#### Stored data ####

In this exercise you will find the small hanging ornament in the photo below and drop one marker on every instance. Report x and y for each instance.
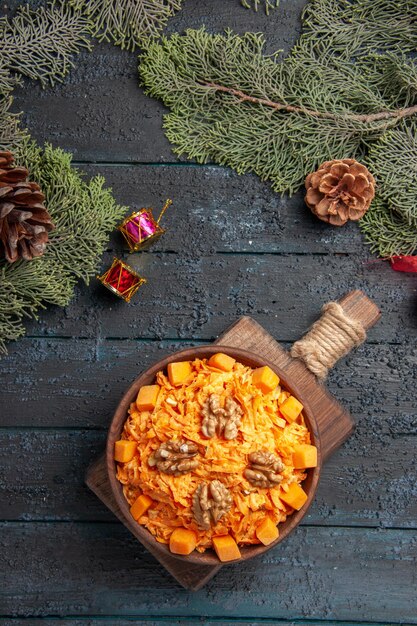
(339, 191)
(122, 280)
(141, 229)
(404, 264)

####

Rewrite the lines above as a numbered list, skipping blank lines and leaving out the picture.

**Answer to this task**
1. In this exercise you will find the small hanging ornament in the photo below and drop one marker on every instance. Report x and y for each instance.
2. (339, 191)
3. (122, 280)
4. (141, 229)
5. (404, 264)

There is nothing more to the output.